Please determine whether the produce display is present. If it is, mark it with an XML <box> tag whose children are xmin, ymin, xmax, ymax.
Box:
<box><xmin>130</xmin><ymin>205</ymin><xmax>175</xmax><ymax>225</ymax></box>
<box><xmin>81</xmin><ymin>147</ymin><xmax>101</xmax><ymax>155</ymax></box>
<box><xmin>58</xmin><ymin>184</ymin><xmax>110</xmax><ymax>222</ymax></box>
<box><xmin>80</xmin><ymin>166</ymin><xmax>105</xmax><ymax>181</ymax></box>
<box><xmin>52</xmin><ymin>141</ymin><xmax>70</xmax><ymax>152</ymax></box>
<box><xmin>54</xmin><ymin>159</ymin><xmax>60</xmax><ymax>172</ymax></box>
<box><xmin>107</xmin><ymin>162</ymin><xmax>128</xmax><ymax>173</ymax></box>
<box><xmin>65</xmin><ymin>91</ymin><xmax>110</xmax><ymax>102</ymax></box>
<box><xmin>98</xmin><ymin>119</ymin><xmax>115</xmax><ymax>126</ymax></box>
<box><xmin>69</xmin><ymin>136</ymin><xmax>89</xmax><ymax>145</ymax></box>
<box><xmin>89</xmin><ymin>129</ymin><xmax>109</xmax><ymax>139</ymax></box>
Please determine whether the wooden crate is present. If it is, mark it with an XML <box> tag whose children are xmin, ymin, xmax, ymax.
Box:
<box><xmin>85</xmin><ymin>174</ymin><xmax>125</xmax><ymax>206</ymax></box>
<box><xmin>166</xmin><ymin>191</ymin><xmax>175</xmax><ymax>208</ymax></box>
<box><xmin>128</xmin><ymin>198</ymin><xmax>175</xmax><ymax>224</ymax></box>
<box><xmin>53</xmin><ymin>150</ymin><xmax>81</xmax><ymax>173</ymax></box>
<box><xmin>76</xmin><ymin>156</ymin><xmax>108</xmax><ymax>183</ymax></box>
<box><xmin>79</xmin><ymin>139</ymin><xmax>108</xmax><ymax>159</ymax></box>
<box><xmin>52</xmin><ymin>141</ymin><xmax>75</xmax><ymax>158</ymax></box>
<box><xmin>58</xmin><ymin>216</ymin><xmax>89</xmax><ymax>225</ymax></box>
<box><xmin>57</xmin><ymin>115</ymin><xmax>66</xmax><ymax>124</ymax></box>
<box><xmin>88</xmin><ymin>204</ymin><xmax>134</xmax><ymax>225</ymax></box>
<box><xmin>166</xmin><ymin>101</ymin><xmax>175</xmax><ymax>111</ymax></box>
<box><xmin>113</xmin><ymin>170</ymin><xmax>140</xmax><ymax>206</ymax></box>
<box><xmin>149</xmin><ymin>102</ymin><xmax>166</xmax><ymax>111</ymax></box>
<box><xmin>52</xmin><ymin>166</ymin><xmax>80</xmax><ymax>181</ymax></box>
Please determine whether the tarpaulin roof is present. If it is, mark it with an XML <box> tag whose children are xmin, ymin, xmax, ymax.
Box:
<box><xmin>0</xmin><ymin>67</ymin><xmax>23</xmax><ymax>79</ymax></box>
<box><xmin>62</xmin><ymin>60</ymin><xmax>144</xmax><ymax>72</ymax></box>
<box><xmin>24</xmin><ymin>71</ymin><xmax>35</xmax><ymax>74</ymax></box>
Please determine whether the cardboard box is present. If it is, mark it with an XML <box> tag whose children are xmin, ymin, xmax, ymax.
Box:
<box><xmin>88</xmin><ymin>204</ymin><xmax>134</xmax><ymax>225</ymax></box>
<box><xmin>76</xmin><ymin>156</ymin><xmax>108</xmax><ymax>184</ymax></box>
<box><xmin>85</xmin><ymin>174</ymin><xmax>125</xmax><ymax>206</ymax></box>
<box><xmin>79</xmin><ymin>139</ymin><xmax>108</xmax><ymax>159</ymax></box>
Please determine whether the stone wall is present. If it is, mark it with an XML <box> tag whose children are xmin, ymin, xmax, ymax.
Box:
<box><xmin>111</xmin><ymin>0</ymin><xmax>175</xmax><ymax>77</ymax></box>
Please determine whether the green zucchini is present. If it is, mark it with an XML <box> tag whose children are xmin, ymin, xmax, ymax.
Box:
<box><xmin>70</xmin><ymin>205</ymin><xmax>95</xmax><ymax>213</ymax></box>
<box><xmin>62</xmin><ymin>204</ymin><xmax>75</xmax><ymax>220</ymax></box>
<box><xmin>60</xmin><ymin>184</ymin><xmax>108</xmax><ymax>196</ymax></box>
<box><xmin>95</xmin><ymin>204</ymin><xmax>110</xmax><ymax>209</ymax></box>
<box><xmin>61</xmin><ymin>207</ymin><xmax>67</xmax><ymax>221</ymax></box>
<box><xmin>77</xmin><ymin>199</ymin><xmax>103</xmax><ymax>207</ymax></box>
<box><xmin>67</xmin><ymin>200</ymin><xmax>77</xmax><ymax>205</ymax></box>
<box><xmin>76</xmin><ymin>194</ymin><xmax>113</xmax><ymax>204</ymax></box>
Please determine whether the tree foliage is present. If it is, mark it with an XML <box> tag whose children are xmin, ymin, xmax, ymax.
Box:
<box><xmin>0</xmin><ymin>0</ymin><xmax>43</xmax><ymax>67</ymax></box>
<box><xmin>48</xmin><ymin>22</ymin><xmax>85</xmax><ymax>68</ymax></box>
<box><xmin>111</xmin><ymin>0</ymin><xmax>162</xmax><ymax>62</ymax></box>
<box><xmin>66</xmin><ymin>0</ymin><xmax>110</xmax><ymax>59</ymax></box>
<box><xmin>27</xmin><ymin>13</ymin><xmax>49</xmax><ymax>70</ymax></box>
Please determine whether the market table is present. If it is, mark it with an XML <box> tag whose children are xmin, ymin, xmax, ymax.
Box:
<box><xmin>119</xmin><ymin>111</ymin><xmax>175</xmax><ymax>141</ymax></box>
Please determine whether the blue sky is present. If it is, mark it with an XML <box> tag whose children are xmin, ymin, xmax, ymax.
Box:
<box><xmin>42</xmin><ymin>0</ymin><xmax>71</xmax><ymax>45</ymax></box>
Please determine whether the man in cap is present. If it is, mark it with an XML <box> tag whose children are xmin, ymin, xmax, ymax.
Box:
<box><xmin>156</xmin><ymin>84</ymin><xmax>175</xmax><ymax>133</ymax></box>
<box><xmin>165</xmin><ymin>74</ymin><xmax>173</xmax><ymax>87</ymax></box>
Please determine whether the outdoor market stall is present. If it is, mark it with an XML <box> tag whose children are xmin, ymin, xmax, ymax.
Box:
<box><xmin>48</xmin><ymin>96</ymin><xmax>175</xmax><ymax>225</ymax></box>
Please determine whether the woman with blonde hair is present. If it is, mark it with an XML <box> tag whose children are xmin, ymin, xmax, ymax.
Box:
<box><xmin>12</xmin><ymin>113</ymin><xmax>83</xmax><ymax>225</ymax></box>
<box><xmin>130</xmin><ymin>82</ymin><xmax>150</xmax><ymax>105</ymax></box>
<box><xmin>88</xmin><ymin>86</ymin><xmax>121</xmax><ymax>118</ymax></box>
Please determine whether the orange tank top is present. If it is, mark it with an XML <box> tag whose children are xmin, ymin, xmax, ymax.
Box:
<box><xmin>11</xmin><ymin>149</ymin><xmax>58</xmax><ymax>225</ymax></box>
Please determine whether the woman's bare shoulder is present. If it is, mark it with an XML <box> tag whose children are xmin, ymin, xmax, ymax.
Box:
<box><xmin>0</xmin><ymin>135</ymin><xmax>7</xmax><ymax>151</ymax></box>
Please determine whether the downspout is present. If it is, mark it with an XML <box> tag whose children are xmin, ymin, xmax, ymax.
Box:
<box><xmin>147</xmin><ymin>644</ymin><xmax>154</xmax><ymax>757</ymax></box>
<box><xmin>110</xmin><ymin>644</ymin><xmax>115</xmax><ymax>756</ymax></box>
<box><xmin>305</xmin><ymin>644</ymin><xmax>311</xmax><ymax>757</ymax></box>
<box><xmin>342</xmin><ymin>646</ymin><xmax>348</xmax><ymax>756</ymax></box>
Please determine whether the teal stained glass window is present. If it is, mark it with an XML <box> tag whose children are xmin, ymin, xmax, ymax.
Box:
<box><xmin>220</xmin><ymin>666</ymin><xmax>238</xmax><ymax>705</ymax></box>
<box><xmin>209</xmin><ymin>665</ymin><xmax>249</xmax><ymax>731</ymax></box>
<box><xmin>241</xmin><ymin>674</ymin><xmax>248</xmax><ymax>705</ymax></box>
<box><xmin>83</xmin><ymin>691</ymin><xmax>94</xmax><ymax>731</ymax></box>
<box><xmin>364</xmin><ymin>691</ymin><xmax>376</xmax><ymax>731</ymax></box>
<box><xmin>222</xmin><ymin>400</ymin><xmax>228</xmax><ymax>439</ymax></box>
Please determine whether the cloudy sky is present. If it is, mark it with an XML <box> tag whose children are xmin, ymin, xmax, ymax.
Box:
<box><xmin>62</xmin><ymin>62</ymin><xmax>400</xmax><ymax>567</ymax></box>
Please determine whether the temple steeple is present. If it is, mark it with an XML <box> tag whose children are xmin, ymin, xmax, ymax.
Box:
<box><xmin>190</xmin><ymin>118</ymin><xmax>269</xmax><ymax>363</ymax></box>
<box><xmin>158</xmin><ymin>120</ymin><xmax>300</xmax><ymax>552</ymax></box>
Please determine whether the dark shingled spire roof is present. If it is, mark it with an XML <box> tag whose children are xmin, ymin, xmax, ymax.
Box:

===============

▶ Challenge
Give only the number of lines in the data above that contain the word "woman", matching uppercase and lowercase exactly.

▶ Response below
2